◆ Task details
Copy all of the data below line for line, without changing a single character.

◆ Data rows
-- START --

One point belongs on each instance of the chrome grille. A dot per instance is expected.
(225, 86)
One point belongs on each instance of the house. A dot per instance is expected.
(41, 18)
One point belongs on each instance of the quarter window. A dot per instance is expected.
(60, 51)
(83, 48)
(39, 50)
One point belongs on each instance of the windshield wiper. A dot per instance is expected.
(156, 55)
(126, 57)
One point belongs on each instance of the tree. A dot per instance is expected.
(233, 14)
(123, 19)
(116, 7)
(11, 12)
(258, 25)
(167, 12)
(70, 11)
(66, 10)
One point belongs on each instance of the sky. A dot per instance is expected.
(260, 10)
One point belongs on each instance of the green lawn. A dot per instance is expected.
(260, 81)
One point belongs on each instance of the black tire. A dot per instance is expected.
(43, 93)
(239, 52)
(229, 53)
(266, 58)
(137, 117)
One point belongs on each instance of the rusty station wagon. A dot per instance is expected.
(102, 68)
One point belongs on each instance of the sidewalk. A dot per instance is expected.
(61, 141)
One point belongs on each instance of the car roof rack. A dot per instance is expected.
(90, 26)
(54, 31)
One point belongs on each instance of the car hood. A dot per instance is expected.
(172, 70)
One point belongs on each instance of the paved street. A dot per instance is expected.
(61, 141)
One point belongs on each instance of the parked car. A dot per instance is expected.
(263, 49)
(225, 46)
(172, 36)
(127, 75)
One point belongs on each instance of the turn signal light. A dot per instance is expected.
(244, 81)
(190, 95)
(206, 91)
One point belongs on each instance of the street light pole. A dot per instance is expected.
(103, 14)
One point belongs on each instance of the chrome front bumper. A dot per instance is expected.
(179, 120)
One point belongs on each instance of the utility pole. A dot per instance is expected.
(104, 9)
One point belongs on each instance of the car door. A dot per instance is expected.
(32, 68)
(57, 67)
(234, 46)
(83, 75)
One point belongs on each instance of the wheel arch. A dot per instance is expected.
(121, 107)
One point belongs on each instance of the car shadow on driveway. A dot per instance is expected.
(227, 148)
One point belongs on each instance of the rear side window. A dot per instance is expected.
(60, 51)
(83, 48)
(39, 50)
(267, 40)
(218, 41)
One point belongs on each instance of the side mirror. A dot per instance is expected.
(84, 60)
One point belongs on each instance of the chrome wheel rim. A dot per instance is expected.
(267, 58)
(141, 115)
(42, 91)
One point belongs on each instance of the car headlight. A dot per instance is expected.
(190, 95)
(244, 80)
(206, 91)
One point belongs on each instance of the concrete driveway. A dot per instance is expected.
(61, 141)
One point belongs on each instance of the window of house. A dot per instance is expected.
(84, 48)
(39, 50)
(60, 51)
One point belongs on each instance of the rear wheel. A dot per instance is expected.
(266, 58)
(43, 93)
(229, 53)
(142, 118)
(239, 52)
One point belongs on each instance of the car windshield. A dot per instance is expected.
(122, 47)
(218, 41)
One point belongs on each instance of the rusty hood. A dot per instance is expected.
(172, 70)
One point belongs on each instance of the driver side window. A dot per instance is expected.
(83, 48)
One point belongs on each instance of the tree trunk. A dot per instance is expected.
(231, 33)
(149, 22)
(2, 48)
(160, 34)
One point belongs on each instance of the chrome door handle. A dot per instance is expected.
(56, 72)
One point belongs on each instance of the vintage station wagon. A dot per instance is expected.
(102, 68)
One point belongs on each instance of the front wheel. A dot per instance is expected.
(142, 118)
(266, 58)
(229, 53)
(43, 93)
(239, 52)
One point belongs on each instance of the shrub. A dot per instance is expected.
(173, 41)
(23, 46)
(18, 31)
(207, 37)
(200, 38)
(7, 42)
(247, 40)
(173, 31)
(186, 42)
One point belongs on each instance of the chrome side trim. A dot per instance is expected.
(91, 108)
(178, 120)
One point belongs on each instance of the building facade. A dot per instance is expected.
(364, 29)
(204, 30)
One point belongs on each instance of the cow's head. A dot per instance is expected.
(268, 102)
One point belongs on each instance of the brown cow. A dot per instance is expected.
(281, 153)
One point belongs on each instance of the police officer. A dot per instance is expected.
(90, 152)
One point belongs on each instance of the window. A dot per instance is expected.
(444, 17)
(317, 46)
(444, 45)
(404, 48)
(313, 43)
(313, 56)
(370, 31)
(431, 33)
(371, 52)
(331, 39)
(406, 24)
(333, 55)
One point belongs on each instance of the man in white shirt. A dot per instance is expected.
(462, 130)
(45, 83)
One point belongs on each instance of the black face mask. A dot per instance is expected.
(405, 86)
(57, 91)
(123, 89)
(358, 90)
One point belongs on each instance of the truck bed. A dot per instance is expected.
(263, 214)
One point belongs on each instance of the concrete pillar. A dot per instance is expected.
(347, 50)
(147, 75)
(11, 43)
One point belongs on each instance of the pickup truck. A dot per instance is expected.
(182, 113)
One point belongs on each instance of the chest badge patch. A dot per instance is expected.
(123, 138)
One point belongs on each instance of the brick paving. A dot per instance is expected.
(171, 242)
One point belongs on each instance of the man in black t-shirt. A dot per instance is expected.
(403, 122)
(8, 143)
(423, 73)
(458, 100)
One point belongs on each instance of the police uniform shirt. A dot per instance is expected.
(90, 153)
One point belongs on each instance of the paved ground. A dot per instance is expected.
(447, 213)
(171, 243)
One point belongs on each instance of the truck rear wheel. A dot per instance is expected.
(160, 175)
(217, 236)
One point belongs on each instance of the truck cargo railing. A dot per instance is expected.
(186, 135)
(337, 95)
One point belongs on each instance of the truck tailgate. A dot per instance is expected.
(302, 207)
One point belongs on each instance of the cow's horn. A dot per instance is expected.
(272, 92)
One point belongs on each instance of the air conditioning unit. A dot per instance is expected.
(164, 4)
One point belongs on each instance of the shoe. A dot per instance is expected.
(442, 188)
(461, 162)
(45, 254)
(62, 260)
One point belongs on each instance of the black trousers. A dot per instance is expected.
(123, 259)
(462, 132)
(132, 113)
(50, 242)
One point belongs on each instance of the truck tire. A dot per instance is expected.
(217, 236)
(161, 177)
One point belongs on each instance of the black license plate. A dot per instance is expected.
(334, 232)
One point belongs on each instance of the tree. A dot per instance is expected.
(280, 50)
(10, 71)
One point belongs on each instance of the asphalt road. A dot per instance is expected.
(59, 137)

-- END --

◆ In response
One point belongs on each instance of the chrome grille. A dot per instance is expected.
(225, 86)
One point belongs on each instance of the house. A dot per instance is expected.
(41, 18)
One point belongs on each instance of the quarter window. A dot per instance is expected.
(60, 51)
(83, 48)
(39, 50)
One point belongs on each instance of the windshield wiper. A dot per instance is expected.
(156, 55)
(126, 57)
One point belongs on each instance of the tree. A dot per instance is expected.
(233, 14)
(123, 19)
(116, 7)
(11, 12)
(258, 25)
(167, 12)
(70, 11)
(66, 10)
One point belongs on each instance of the sky. A dot per instance is expected.
(260, 10)
One point belongs on each instance of the green lawn. A dot per instance is expected.
(260, 81)
One point belongs on each instance of the black tire. A dot per instance is expected.
(43, 93)
(239, 52)
(229, 53)
(266, 58)
(137, 117)
One point belongs on each instance of the rusty station wagon. A dot per instance is expected.
(102, 68)
One point belongs on each instance of the sidewalk. A dot per instance is expected.
(61, 141)
One point belongs on each instance of the car roof rack. A dot per instance is expected.
(90, 26)
(54, 31)
One point belongs on each instance of the car hood. A dot per instance is expected.
(172, 70)
One point belongs on each instance of the paved street. A dot per instance is expected.
(61, 141)
One point belongs on each instance of the parked car. A dot per instance is expected.
(263, 49)
(225, 46)
(172, 36)
(127, 75)
One point belongs on each instance of the turn signal light. A dot per instance is expected.
(244, 81)
(190, 95)
(206, 91)
One point belongs on each instance of the street light pole. A dot per instance is expected.
(103, 14)
One point belongs on each instance of the chrome front bumper. A dot per instance is expected.
(179, 120)
One point belongs on each instance of the utility pole. A dot per instance is expected.
(104, 9)
One point belongs on each instance of the car door. A dot per instance is expected.
(32, 68)
(57, 67)
(234, 46)
(83, 75)
One point belongs on each instance of the wheel arch. A dot per instance is expected.
(121, 107)
One point belongs on each instance of the car shadow on driveway. A dot per instance is expected.
(227, 148)
One point belongs on each instance of the rear side window. A dot per instance is expected.
(60, 51)
(83, 48)
(39, 50)
(267, 40)
(218, 41)
One point belongs on each instance of the side mirror. A dot per instance is expected.
(84, 60)
One point belongs on each instance of the chrome wheel rim. A dot per instance is expected.
(267, 58)
(141, 115)
(42, 91)
One point belongs on each instance of the car headlight. A dot per instance is expected.
(190, 95)
(244, 80)
(206, 91)
One point belongs on each instance of the concrete driveway. A dot per instance is expected.
(61, 141)
One point belongs on each instance of the window of house. A dot per instance is expected.
(84, 48)
(39, 50)
(60, 51)
One point belongs on each instance of the rear wheel. A dot per instance is expected.
(266, 58)
(43, 93)
(229, 53)
(142, 118)
(239, 52)
One point belongs on each instance of the car windshield. A dot per instance is expected.
(122, 47)
(218, 41)
One point belongs on each instance of the rusty hood. A dot per instance is expected.
(172, 70)
One point belongs on each instance of the driver side window. A dot per instance is expected.
(83, 48)
One point belongs on each instance of the tree trunk. A dot per instance is expected.
(231, 33)
(149, 22)
(2, 48)
(160, 34)
One point belongs on each instance of the chrome door handle. A dot per instance is expected.
(56, 72)
One point belongs on each instance of the vintage station wagon. A dot per instance is expected.
(102, 68)
One point belongs on each instance of the front wheel. A dot per instance is expected.
(142, 118)
(266, 58)
(229, 53)
(43, 93)
(239, 52)
One point belongs on each instance of the shrub. A dot per instance is expected.
(173, 41)
(23, 46)
(18, 31)
(207, 37)
(200, 38)
(7, 42)
(247, 40)
(173, 31)
(186, 42)
One point belongs on each instance of the chrome side trim. A dot per instance is expected.
(91, 108)
(178, 120)
One point belongs on each instance of the building facade. A dot per instance is expected.
(364, 29)
(204, 30)
One point belongs on each instance of the cow's head. A dot per instance is expected.
(268, 102)
One point belongs on each instance of the brown cow. A dot per instance is expected.
(281, 153)
One point belongs on each instance of the police officer. A dot per instance is expected.
(90, 152)
One point belongs on each instance of the window. A dot per instance is expected.
(444, 17)
(317, 46)
(444, 45)
(404, 48)
(313, 43)
(313, 56)
(370, 31)
(431, 33)
(371, 52)
(331, 39)
(406, 24)
(333, 55)
One point belongs on each instance of the man in white shirt. A dot per instance is expected.
(462, 130)
(45, 83)
One point belongs on each instance of the black face mask. A dot per instance is expected.
(405, 86)
(57, 91)
(123, 89)
(358, 90)
One point belongs on each instance of the truck bed. A dot per instance is expected.
(263, 214)
One point belongs on each instance of the concrete pillar. A dot per instance is expected.
(347, 50)
(147, 75)
(11, 43)
One point belongs on each instance of the pickup truck. A dot per instance is expected.
(182, 113)
One point belongs on each instance of the chest badge patch. A dot per instance is expected.
(123, 138)
One point belongs on each instance of the brick paving. A dot per instance is expected.
(171, 242)
One point belongs on each instance of the man in black t-shirt. A dot per instance is expected.
(403, 122)
(8, 143)
(423, 73)
(458, 100)
One point belongs on each instance of the police uniform shirt. A dot per instance is expected.
(90, 153)
One point belongs on each instance of the paved ground. A dot per instance is expected.
(447, 213)
(171, 243)
One point belongs on each instance of the truck rear wheel. A dot per instance is expected.
(160, 175)
(217, 236)
One point belongs on each instance of the truck cargo railing. A dot per instance is expected.
(186, 135)
(337, 95)
One point belongs on each instance of the truck tailgate. A dot per instance is expected.
(302, 207)
One point belongs on each instance of the cow's horn. A dot per instance is expected.
(272, 92)
One point belongs on each instance of the air conditioning unit. A dot per instance is expected.
(164, 4)
One point belongs on each instance of the shoe. A dot per instance is expected.
(442, 188)
(461, 162)
(45, 254)
(62, 260)
One point belongs on each instance of the black trousers. A dot per instance is expected.
(123, 259)
(462, 132)
(132, 113)
(50, 242)
One point belongs on each instance of the truck tire. A dot per instance is expected.
(217, 236)
(161, 177)
One point belongs on each instance of the black license plate. A dot per instance is expected.
(334, 232)
One point belongs on each instance of the tree. A dot per instance is expected.
(280, 50)
(10, 71)
One point belongs on each instance of the asphalt road. A dot per instance is expected.
(59, 137)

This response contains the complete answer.